─── Records to use

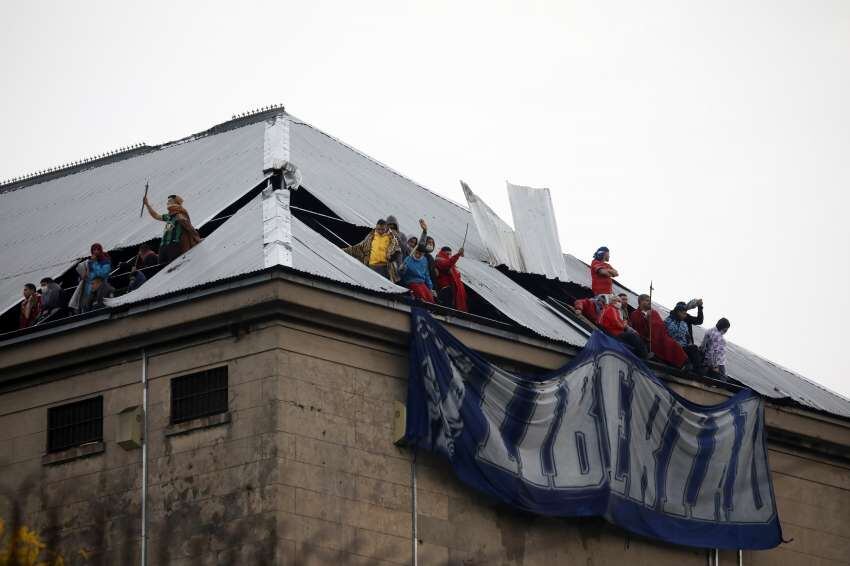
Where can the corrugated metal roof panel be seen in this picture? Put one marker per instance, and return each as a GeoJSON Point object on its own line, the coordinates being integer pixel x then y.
{"type": "Point", "coordinates": [46, 226]}
{"type": "Point", "coordinates": [236, 248]}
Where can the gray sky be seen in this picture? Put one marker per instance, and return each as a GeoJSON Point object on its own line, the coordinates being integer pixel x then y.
{"type": "Point", "coordinates": [701, 141]}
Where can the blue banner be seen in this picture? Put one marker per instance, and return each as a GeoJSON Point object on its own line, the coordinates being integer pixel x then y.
{"type": "Point", "coordinates": [600, 436]}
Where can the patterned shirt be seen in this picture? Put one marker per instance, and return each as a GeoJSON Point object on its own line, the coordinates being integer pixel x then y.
{"type": "Point", "coordinates": [713, 348]}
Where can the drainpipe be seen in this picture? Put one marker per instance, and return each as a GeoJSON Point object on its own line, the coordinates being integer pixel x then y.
{"type": "Point", "coordinates": [144, 558]}
{"type": "Point", "coordinates": [413, 497]}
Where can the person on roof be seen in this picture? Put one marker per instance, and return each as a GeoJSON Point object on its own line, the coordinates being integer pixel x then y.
{"type": "Point", "coordinates": [101, 290]}
{"type": "Point", "coordinates": [415, 275]}
{"type": "Point", "coordinates": [392, 224]}
{"type": "Point", "coordinates": [713, 349]}
{"type": "Point", "coordinates": [30, 306]}
{"type": "Point", "coordinates": [601, 273]}
{"type": "Point", "coordinates": [99, 264]}
{"type": "Point", "coordinates": [612, 322]}
{"type": "Point", "coordinates": [178, 236]}
{"type": "Point", "coordinates": [379, 250]}
{"type": "Point", "coordinates": [665, 348]}
{"type": "Point", "coordinates": [680, 327]}
{"type": "Point", "coordinates": [144, 259]}
{"type": "Point", "coordinates": [450, 289]}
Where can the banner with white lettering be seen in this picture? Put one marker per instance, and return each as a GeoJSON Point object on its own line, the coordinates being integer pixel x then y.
{"type": "Point", "coordinates": [601, 436]}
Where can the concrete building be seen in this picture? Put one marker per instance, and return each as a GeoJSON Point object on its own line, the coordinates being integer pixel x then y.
{"type": "Point", "coordinates": [272, 386]}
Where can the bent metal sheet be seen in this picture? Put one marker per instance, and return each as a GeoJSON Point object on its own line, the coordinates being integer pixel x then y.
{"type": "Point", "coordinates": [601, 436]}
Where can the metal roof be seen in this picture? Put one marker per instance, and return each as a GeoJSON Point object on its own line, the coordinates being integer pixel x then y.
{"type": "Point", "coordinates": [236, 248]}
{"type": "Point", "coordinates": [46, 227]}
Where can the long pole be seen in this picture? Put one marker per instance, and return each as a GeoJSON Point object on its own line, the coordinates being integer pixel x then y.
{"type": "Point", "coordinates": [144, 561]}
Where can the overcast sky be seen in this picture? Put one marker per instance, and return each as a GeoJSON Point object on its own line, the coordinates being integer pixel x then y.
{"type": "Point", "coordinates": [706, 143]}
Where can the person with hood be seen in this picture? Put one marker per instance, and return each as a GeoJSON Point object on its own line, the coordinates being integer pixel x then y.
{"type": "Point", "coordinates": [30, 306]}
{"type": "Point", "coordinates": [98, 265]}
{"type": "Point", "coordinates": [680, 327]}
{"type": "Point", "coordinates": [601, 273]}
{"type": "Point", "coordinates": [665, 348]}
{"type": "Point", "coordinates": [450, 289]}
{"type": "Point", "coordinates": [415, 276]}
{"type": "Point", "coordinates": [713, 349]}
{"type": "Point", "coordinates": [178, 236]}
{"type": "Point", "coordinates": [379, 251]}
{"type": "Point", "coordinates": [612, 322]}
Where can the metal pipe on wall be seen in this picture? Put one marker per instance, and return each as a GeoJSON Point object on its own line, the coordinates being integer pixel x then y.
{"type": "Point", "coordinates": [144, 553]}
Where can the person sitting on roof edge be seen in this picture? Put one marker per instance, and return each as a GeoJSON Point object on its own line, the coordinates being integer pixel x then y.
{"type": "Point", "coordinates": [450, 289]}
{"type": "Point", "coordinates": [100, 290]}
{"type": "Point", "coordinates": [144, 259]}
{"type": "Point", "coordinates": [415, 276]}
{"type": "Point", "coordinates": [178, 236]}
{"type": "Point", "coordinates": [98, 265]}
{"type": "Point", "coordinates": [665, 348]}
{"type": "Point", "coordinates": [612, 322]}
{"type": "Point", "coordinates": [379, 250]}
{"type": "Point", "coordinates": [713, 349]}
{"type": "Point", "coordinates": [51, 297]}
{"type": "Point", "coordinates": [601, 273]}
{"type": "Point", "coordinates": [30, 306]}
{"type": "Point", "coordinates": [680, 327]}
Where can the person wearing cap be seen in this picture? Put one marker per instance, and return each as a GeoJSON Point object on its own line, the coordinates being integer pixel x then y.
{"type": "Point", "coordinates": [713, 349]}
{"type": "Point", "coordinates": [416, 277]}
{"type": "Point", "coordinates": [601, 273]}
{"type": "Point", "coordinates": [665, 348]}
{"type": "Point", "coordinates": [680, 327]}
{"type": "Point", "coordinates": [379, 250]}
{"type": "Point", "coordinates": [612, 322]}
{"type": "Point", "coordinates": [178, 236]}
{"type": "Point", "coordinates": [450, 289]}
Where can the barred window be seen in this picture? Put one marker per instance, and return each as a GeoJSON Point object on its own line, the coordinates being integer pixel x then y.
{"type": "Point", "coordinates": [199, 394]}
{"type": "Point", "coordinates": [74, 424]}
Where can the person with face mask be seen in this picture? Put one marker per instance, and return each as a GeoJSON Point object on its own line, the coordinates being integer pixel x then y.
{"type": "Point", "coordinates": [178, 236]}
{"type": "Point", "coordinates": [713, 349]}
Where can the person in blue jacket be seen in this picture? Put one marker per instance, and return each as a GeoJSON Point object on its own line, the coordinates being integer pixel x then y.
{"type": "Point", "coordinates": [98, 265]}
{"type": "Point", "coordinates": [415, 275]}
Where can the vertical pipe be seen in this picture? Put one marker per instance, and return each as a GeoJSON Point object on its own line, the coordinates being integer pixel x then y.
{"type": "Point", "coordinates": [413, 497]}
{"type": "Point", "coordinates": [144, 458]}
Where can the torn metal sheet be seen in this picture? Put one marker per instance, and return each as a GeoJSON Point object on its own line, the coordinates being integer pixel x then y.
{"type": "Point", "coordinates": [237, 248]}
{"type": "Point", "coordinates": [46, 226]}
{"type": "Point", "coordinates": [537, 231]}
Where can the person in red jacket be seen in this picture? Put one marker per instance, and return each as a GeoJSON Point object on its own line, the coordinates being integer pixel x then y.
{"type": "Point", "coordinates": [665, 348]}
{"type": "Point", "coordinates": [450, 289]}
{"type": "Point", "coordinates": [601, 273]}
{"type": "Point", "coordinates": [612, 322]}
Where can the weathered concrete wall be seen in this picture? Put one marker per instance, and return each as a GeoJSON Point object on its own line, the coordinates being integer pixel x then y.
{"type": "Point", "coordinates": [305, 472]}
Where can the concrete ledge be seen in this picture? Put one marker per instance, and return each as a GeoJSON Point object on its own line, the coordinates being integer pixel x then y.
{"type": "Point", "coordinates": [196, 424]}
{"type": "Point", "coordinates": [74, 453]}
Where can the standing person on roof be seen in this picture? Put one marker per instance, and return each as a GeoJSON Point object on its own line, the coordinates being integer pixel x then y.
{"type": "Point", "coordinates": [30, 306]}
{"type": "Point", "coordinates": [415, 276]}
{"type": "Point", "coordinates": [680, 327]}
{"type": "Point", "coordinates": [612, 322]}
{"type": "Point", "coordinates": [178, 236]}
{"type": "Point", "coordinates": [713, 349]}
{"type": "Point", "coordinates": [379, 250]}
{"type": "Point", "coordinates": [665, 348]}
{"type": "Point", "coordinates": [99, 264]}
{"type": "Point", "coordinates": [601, 273]}
{"type": "Point", "coordinates": [450, 289]}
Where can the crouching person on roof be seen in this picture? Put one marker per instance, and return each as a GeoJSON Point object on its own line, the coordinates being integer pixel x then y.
{"type": "Point", "coordinates": [612, 322]}
{"type": "Point", "coordinates": [450, 289]}
{"type": "Point", "coordinates": [680, 327]}
{"type": "Point", "coordinates": [178, 236]}
{"type": "Point", "coordinates": [416, 277]}
{"type": "Point", "coordinates": [379, 251]}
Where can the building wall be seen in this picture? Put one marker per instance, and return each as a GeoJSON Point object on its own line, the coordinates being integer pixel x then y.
{"type": "Point", "coordinates": [306, 472]}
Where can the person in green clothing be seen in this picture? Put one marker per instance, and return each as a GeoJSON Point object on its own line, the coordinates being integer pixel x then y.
{"type": "Point", "coordinates": [179, 236]}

──────

Problem details ::
Could you write out only the lines of the listing above from the one that contains "Where can the building" through its final line, exactly and inclusive?

Your solution ::
Where can the building wall be seen in this picture? Put one marker per instance, and return each as a GeoJSON Point object on its own line, the coordinates being integer pixel x then y.
{"type": "Point", "coordinates": [306, 472]}
Where can the person in green clothing be seen in this picture? Put one marker per instance, and return each as a GeoJSON Point object on its own line, the coordinates being integer pixel x then y.
{"type": "Point", "coordinates": [179, 236]}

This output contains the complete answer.